What is expected
Give everything in the material from the line containing "Target: young girl playing violin" down to the end of the material as a JSON list of strings, one string per line, with blank lines skipped. Leave the pictures out of your answer.

[Begin Data rows]

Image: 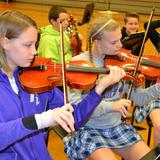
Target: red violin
[19,56,143,93]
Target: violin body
[105,50,160,80]
[71,33,83,56]
[19,56,97,93]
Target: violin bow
[127,7,155,99]
[53,21,68,139]
[60,21,69,105]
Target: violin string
[88,36,93,63]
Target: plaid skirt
[63,123,142,160]
[134,98,160,123]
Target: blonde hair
[88,15,119,61]
[0,10,37,71]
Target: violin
[70,15,82,56]
[105,50,160,80]
[19,56,143,93]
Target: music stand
[122,31,144,51]
[78,2,94,25]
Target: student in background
[144,20,160,53]
[121,12,142,56]
[37,6,72,64]
[64,15,160,160]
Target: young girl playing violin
[0,11,125,160]
[64,15,160,160]
[134,78,160,146]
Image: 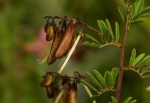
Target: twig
[116,2,131,103]
[58,34,81,74]
[83,84,96,103]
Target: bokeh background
[0,0,150,103]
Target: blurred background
[0,0,150,103]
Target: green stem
[116,3,131,103]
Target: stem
[116,3,131,103]
[83,84,96,103]
[58,34,81,74]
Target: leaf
[135,0,144,14]
[85,34,99,44]
[81,79,98,92]
[111,67,118,86]
[124,0,136,4]
[132,53,145,66]
[104,71,114,87]
[130,20,144,25]
[141,14,150,17]
[97,20,107,34]
[133,6,150,20]
[118,7,126,22]
[105,19,114,40]
[115,22,119,41]
[123,97,132,103]
[86,72,102,89]
[129,49,136,66]
[141,66,150,74]
[83,41,99,47]
[111,96,117,103]
[142,75,150,78]
[93,70,106,88]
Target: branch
[116,3,131,103]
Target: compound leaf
[115,22,119,41]
[118,7,126,22]
[132,53,145,66]
[86,72,101,89]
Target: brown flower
[55,19,76,58]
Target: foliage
[109,96,137,103]
[81,67,118,96]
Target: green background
[0,0,150,103]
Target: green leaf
[115,22,119,41]
[130,100,137,103]
[81,79,98,93]
[97,20,107,34]
[105,19,114,40]
[124,0,136,4]
[111,67,118,86]
[132,53,145,66]
[133,6,150,20]
[93,70,106,88]
[118,7,126,22]
[104,71,114,87]
[111,96,117,103]
[85,34,99,44]
[135,0,144,14]
[141,66,150,74]
[83,41,99,47]
[130,20,144,25]
[123,97,132,103]
[141,14,150,17]
[86,72,102,89]
[129,48,136,66]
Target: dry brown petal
[47,29,62,64]
[41,72,52,87]
[55,19,76,58]
[46,84,54,98]
[63,83,77,103]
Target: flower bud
[41,72,52,87]
[46,84,54,98]
[44,18,56,41]
[55,19,76,58]
[47,28,62,64]
[63,82,77,103]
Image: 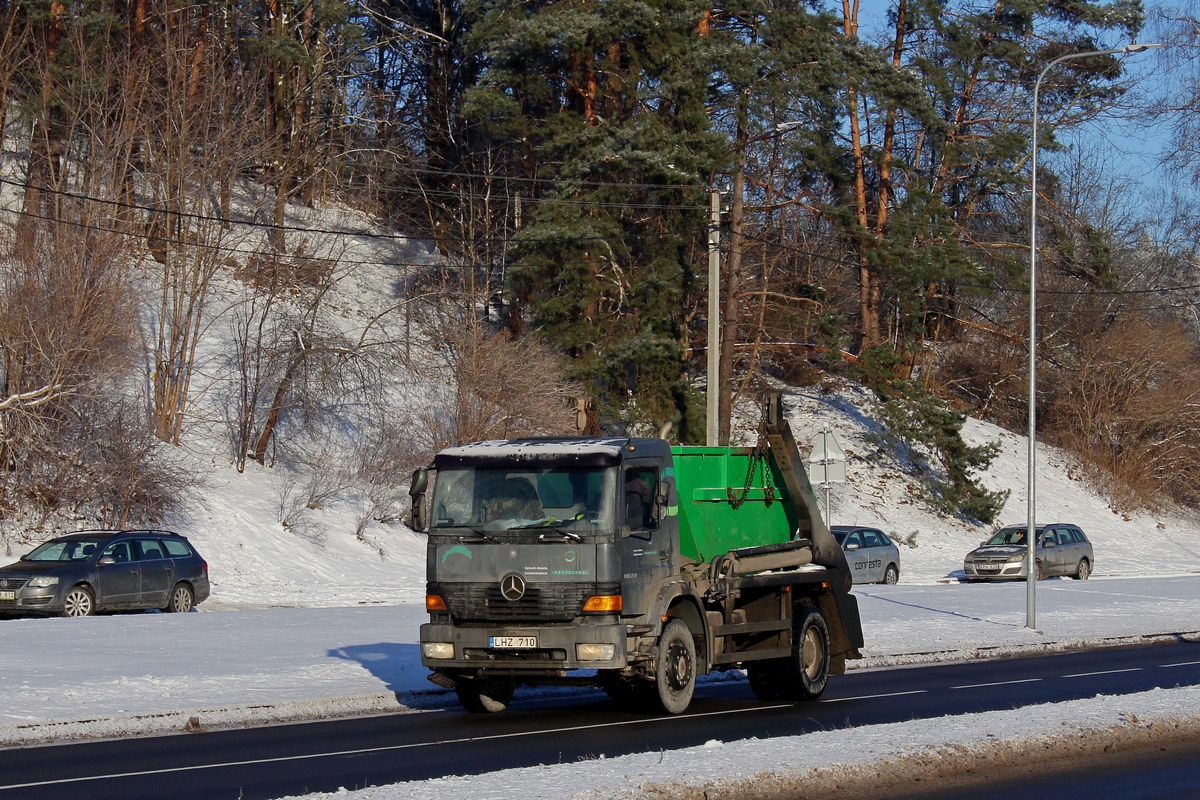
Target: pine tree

[End Data rows]

Written solution
[
  "Target: young girl playing violin",
  "[0,11,125,160]",
  "[64,15,160,160]",
  "[134,78,160,146]",
  "Image: ",
  "Target: twig",
  "[116,2,131,103]",
  "[58,34,81,74]",
  "[83,84,96,103]",
  "Target: bokeh background",
  "[0,0,150,103]",
  "Target: blurred background",
  "[0,0,150,103]",
  "Target: green stem",
  "[116,3,131,103]",
  "Target: stem",
  "[116,3,131,103]",
  "[83,84,96,103]",
  "[58,34,81,74]",
  "Target: leaf",
  "[135,0,144,14]",
  "[85,34,99,44]",
  "[81,79,98,92]",
  "[111,67,118,86]",
  "[124,0,136,4]",
  "[132,53,145,66]",
  "[104,71,114,87]",
  "[130,20,144,25]",
  "[141,14,150,17]",
  "[97,20,107,34]",
  "[133,6,150,20]",
  "[118,7,126,22]",
  "[105,19,114,40]",
  "[115,22,119,41]",
  "[123,97,132,103]",
  "[86,72,102,89]",
  "[129,49,136,66]",
  "[141,66,150,74]",
  "[83,41,99,47]",
  "[111,96,117,103]",
  "[142,75,150,78]",
  "[93,70,106,88]",
  "Target: branch",
  "[116,3,131,103]",
  "Target: compound leaf",
  "[115,22,119,41]",
  "[118,7,126,22]",
  "[132,53,145,66]",
  "[86,72,101,89]",
  "Target: brown flower",
  "[55,19,76,58]",
  "Target: foliage",
  "[109,96,137,103]",
  "[81,67,118,96]",
  "Target: green background",
  "[0,0,150,103]",
  "Target: green leaf",
  "[115,22,119,41]",
  "[130,100,137,103]",
  "[81,79,98,93]",
  "[97,20,107,34]",
  "[105,19,114,40]",
  "[124,0,136,4]",
  "[111,67,118,86]",
  "[132,53,145,66]",
  "[133,6,150,20]",
  "[93,70,106,88]",
  "[118,7,126,22]",
  "[104,71,114,87]",
  "[111,96,117,103]",
  "[85,34,99,44]",
  "[135,0,144,14]",
  "[141,66,150,74]",
  "[83,41,99,47]",
  "[130,20,144,25]",
  "[123,97,132,103]",
  "[141,14,150,17]",
  "[86,72,102,89]",
  "[129,48,136,66]",
  "Target: dry brown petal",
  "[47,29,62,64]",
  "[41,72,52,87]",
  "[55,19,76,58]",
  "[46,84,54,98]",
  "[63,83,77,103]",
  "Target: flower bud",
  "[41,72,52,87]",
  "[46,84,54,98]",
  "[44,18,56,41]",
  "[55,19,76,58]",
  "[47,28,62,64]",
  "[63,82,77,103]",
  "Image: ",
  "Target: pine tree"
]